**EXERCISE DESCRIPTION**
Render the records below as a JSON list of strings with one string per line, and leave out any blank lines.

**RECORDS PROVIDED**
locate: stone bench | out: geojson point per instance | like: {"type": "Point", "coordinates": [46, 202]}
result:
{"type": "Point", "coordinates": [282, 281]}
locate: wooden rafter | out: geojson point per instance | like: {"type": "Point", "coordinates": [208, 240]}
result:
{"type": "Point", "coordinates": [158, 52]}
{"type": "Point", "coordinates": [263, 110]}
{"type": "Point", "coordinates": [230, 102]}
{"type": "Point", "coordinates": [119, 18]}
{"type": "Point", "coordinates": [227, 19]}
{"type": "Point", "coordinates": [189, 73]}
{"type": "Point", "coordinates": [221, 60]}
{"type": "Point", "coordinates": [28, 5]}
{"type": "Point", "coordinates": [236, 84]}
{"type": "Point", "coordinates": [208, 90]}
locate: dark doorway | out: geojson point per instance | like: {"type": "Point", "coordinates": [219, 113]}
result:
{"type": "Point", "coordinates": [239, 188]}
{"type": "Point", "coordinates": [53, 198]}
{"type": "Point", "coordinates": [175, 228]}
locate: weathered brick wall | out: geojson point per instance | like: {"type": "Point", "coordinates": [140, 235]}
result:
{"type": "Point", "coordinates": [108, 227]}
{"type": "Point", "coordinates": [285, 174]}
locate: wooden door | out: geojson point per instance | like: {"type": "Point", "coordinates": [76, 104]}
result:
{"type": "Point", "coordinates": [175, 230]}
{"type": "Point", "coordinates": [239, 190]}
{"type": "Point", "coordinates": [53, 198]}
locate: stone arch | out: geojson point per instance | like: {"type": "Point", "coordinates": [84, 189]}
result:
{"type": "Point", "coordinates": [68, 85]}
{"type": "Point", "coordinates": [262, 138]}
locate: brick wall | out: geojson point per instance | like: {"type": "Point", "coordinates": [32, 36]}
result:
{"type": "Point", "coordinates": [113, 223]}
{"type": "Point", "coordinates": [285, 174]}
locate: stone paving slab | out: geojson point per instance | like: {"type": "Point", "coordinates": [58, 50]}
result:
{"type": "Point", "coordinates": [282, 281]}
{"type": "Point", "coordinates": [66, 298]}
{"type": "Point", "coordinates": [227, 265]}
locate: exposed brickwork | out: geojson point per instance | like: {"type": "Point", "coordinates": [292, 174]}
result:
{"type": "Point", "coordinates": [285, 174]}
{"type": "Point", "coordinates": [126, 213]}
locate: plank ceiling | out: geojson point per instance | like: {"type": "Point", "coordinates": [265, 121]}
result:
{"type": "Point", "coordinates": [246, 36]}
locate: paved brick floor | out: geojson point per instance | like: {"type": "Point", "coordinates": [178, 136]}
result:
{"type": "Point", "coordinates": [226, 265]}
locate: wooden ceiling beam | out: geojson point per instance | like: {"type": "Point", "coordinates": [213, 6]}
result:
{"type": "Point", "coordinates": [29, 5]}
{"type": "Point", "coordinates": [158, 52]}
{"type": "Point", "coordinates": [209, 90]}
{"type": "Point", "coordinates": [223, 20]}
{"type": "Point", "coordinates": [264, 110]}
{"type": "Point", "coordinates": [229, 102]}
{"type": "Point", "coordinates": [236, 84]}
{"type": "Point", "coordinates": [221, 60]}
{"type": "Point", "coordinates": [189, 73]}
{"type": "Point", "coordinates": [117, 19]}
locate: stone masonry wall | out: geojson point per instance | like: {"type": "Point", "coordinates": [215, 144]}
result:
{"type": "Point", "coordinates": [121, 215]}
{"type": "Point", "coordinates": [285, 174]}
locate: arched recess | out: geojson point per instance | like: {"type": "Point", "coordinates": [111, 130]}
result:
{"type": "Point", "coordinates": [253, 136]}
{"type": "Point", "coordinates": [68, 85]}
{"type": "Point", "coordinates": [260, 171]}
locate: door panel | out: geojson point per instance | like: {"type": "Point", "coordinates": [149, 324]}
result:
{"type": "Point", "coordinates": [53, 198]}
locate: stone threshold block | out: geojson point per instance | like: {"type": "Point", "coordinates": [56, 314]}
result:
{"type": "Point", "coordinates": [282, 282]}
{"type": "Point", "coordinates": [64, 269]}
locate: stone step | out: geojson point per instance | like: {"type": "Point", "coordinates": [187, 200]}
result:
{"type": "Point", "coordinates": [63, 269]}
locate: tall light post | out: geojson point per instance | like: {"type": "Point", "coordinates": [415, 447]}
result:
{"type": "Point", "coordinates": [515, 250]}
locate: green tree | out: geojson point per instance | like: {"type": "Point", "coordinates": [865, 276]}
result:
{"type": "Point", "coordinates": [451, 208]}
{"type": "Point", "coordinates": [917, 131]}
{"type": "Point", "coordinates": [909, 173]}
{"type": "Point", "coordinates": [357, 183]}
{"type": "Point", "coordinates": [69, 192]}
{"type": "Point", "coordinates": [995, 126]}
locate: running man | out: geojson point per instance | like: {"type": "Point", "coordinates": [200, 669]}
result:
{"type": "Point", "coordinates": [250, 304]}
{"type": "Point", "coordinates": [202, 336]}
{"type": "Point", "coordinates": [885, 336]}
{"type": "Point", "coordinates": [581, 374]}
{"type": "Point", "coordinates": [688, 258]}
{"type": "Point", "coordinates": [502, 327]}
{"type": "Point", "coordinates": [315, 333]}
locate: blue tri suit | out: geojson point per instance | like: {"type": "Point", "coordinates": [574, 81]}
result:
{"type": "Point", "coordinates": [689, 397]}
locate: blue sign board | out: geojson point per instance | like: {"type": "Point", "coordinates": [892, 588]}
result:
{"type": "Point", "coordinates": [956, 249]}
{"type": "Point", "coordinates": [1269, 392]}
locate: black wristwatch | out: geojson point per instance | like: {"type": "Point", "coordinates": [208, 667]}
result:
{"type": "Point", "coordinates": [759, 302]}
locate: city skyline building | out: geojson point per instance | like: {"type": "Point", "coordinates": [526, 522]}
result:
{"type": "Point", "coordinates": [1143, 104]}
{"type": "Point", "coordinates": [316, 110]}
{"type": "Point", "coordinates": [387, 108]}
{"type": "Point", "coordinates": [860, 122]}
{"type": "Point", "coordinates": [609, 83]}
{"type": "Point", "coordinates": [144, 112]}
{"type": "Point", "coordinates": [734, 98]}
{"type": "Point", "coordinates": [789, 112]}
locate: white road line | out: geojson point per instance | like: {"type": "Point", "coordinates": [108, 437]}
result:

**SOLUTION**
[
  "locate: stone bench | out: geojson point per instance | like: {\"type\": \"Point\", \"coordinates\": [46, 202]}",
  "result:",
  "{\"type\": \"Point\", \"coordinates\": [282, 281]}",
  "locate: wooden rafter | out: geojson point per instance | like: {\"type\": \"Point\", \"coordinates\": [208, 240]}",
  "result:",
  "{\"type\": \"Point\", \"coordinates\": [158, 52]}",
  "{\"type\": \"Point\", \"coordinates\": [263, 110]}",
  "{\"type\": \"Point\", \"coordinates\": [230, 102]}",
  "{\"type\": \"Point\", \"coordinates\": [119, 18]}",
  "{\"type\": \"Point\", \"coordinates\": [227, 19]}",
  "{\"type\": \"Point\", \"coordinates\": [189, 73]}",
  "{\"type\": \"Point\", \"coordinates\": [221, 60]}",
  "{\"type\": \"Point\", \"coordinates\": [28, 5]}",
  "{\"type\": \"Point\", \"coordinates\": [236, 84]}",
  "{\"type\": \"Point\", \"coordinates\": [208, 90]}",
  "locate: dark doorway | out: geojson point per instance | like: {\"type\": \"Point\", \"coordinates\": [219, 113]}",
  "result:",
  "{\"type\": \"Point\", \"coordinates\": [239, 188]}",
  "{\"type\": \"Point\", \"coordinates\": [53, 198]}",
  "{\"type\": \"Point\", \"coordinates\": [175, 228]}",
  "locate: weathered brick wall | out: geojson point per instance | like: {\"type\": \"Point\", \"coordinates\": [140, 235]}",
  "result:",
  "{\"type\": \"Point\", \"coordinates\": [108, 227]}",
  "{\"type\": \"Point\", \"coordinates\": [285, 174]}",
  "locate: wooden door | out: geojson point per instance | like: {\"type\": \"Point\", \"coordinates\": [76, 104]}",
  "result:",
  "{\"type\": \"Point\", \"coordinates\": [175, 230]}",
  "{\"type\": \"Point\", \"coordinates\": [239, 190]}",
  "{\"type\": \"Point\", \"coordinates\": [53, 198]}",
  "locate: stone arch | out: geojson point per instance | like: {\"type\": \"Point\", \"coordinates\": [84, 189]}",
  "result:",
  "{\"type\": \"Point\", \"coordinates\": [68, 85]}",
  "{\"type\": \"Point\", \"coordinates\": [262, 138]}",
  "locate: brick wall | out: geojson point per instance | like: {\"type\": \"Point\", \"coordinates\": [32, 36]}",
  "result:",
  "{\"type\": \"Point\", \"coordinates\": [113, 223]}",
  "{\"type\": \"Point\", \"coordinates\": [285, 174]}",
  "locate: stone paving slab | out: geojson point per instance | like: {\"type\": \"Point\", \"coordinates\": [58, 50]}",
  "result:",
  "{\"type\": \"Point\", \"coordinates\": [282, 281]}",
  "{\"type\": \"Point\", \"coordinates\": [66, 298]}",
  "{\"type\": \"Point\", \"coordinates\": [227, 265]}",
  "locate: exposed brickwork | out: geojson point per instance | like: {\"type\": \"Point\", \"coordinates\": [292, 174]}",
  "result:",
  "{\"type\": \"Point\", \"coordinates\": [285, 174]}",
  "{\"type\": \"Point\", \"coordinates\": [126, 213]}",
  "locate: plank ceiling | out: geojson point per instance | like: {\"type\": \"Point\", \"coordinates\": [265, 121]}",
  "result:",
  "{\"type\": \"Point\", \"coordinates\": [246, 36]}",
  "locate: paved brick floor | out: geojson point per instance | like: {\"type\": \"Point\", \"coordinates\": [178, 136]}",
  "result:",
  "{\"type\": \"Point\", \"coordinates\": [226, 265]}",
  "locate: wooden ceiling beam | out: geojson point per instance | like: {\"type\": \"Point\", \"coordinates\": [213, 6]}",
  "result:",
  "{\"type\": \"Point\", \"coordinates\": [29, 5]}",
  "{\"type\": \"Point\", \"coordinates\": [158, 52]}",
  "{\"type\": \"Point\", \"coordinates\": [209, 90]}",
  "{\"type\": \"Point\", \"coordinates\": [223, 20]}",
  "{\"type\": \"Point\", \"coordinates\": [264, 110]}",
  "{\"type\": \"Point\", \"coordinates\": [229, 102]}",
  "{\"type\": \"Point\", \"coordinates\": [236, 84]}",
  "{\"type\": \"Point\", \"coordinates\": [221, 60]}",
  "{\"type\": \"Point\", \"coordinates\": [189, 73]}",
  "{\"type\": \"Point\", \"coordinates\": [117, 19]}",
  "locate: stone masonry wall | out: geojson point per instance | like: {\"type\": \"Point\", \"coordinates\": [215, 144]}",
  "result:",
  "{\"type\": \"Point\", \"coordinates\": [121, 215]}",
  "{\"type\": \"Point\", \"coordinates\": [285, 174]}",
  "locate: arched recess | out: geojson point per instance | like: {\"type\": \"Point\", \"coordinates\": [111, 130]}",
  "result:",
  "{\"type\": \"Point\", \"coordinates\": [253, 136]}",
  "{\"type\": \"Point\", \"coordinates\": [68, 85]}",
  "{\"type\": \"Point\", \"coordinates\": [260, 171]}",
  "locate: door panel | out: geojson point per instance | like: {\"type\": \"Point\", \"coordinates\": [149, 324]}",
  "result:",
  "{\"type\": \"Point\", \"coordinates\": [53, 198]}",
  "locate: stone threshold block | out: geojson point per instance | like: {\"type\": \"Point\", \"coordinates\": [56, 314]}",
  "result:",
  "{\"type\": \"Point\", \"coordinates\": [282, 282]}",
  "{\"type\": \"Point\", \"coordinates\": [64, 269]}",
  "locate: stone step | out: geojson point per instance | like: {\"type\": \"Point\", \"coordinates\": [187, 200]}",
  "result:",
  "{\"type\": \"Point\", \"coordinates\": [63, 269]}",
  "locate: tall light post | out: geojson point per instance | like: {\"type\": \"Point\", \"coordinates\": [415, 447]}",
  "result:",
  "{\"type\": \"Point\", \"coordinates\": [515, 250]}",
  "locate: green tree | out: geojson point per instance | like: {\"type\": \"Point\", \"coordinates\": [865, 276]}",
  "result:",
  "{\"type\": \"Point\", \"coordinates\": [451, 208]}",
  "{\"type\": \"Point\", \"coordinates\": [917, 131]}",
  "{\"type\": \"Point\", \"coordinates\": [909, 173]}",
  "{\"type\": \"Point\", \"coordinates\": [357, 183]}",
  "{\"type\": \"Point\", \"coordinates\": [69, 192]}",
  "{\"type\": \"Point\", \"coordinates\": [995, 126]}",
  "locate: running man | out: geojson point per instance | like: {\"type\": \"Point\", \"coordinates\": [200, 669]}",
  "result:",
  "{\"type\": \"Point\", \"coordinates\": [250, 304]}",
  "{\"type\": \"Point\", \"coordinates\": [202, 336]}",
  "{\"type\": \"Point\", \"coordinates\": [885, 336]}",
  "{\"type\": \"Point\", \"coordinates\": [581, 374]}",
  "{\"type\": \"Point\", \"coordinates\": [688, 258]}",
  "{\"type\": \"Point\", \"coordinates\": [502, 327]}",
  "{\"type\": \"Point\", \"coordinates\": [315, 333]}",
  "locate: blue tri suit | out: geojson point per instance | like: {\"type\": \"Point\", \"coordinates\": [574, 81]}",
  "result:",
  "{\"type\": \"Point\", \"coordinates\": [689, 397]}",
  "locate: blue sign board | out: geojson point per instance | like: {\"type\": \"Point\", \"coordinates\": [892, 588]}",
  "result:",
  "{\"type\": \"Point\", \"coordinates\": [956, 249]}",
  "{\"type\": \"Point\", \"coordinates\": [1269, 392]}",
  "locate: black wristwatch | out: geojson point per instance | like: {\"type\": \"Point\", \"coordinates\": [208, 667]}",
  "result:",
  "{\"type\": \"Point\", \"coordinates\": [759, 302]}",
  "locate: city skyline building | out: geojson point per instance | like: {\"type\": \"Point\", \"coordinates\": [526, 522]}",
  "result:",
  "{\"type\": \"Point\", \"coordinates\": [1143, 104]}",
  "{\"type\": \"Point\", \"coordinates\": [316, 110]}",
  "{\"type\": \"Point\", \"coordinates\": [387, 108]}",
  "{\"type\": \"Point\", \"coordinates\": [860, 122]}",
  "{\"type\": \"Point\", \"coordinates\": [609, 83]}",
  "{\"type\": \"Point\", \"coordinates\": [144, 112]}",
  "{\"type\": \"Point\", \"coordinates\": [734, 98]}",
  "{\"type\": \"Point\", \"coordinates\": [789, 112]}",
  "locate: white road line | out: geojson point per instance | like: {\"type\": \"Point\", \"coordinates\": [108, 437]}",
  "result:"
]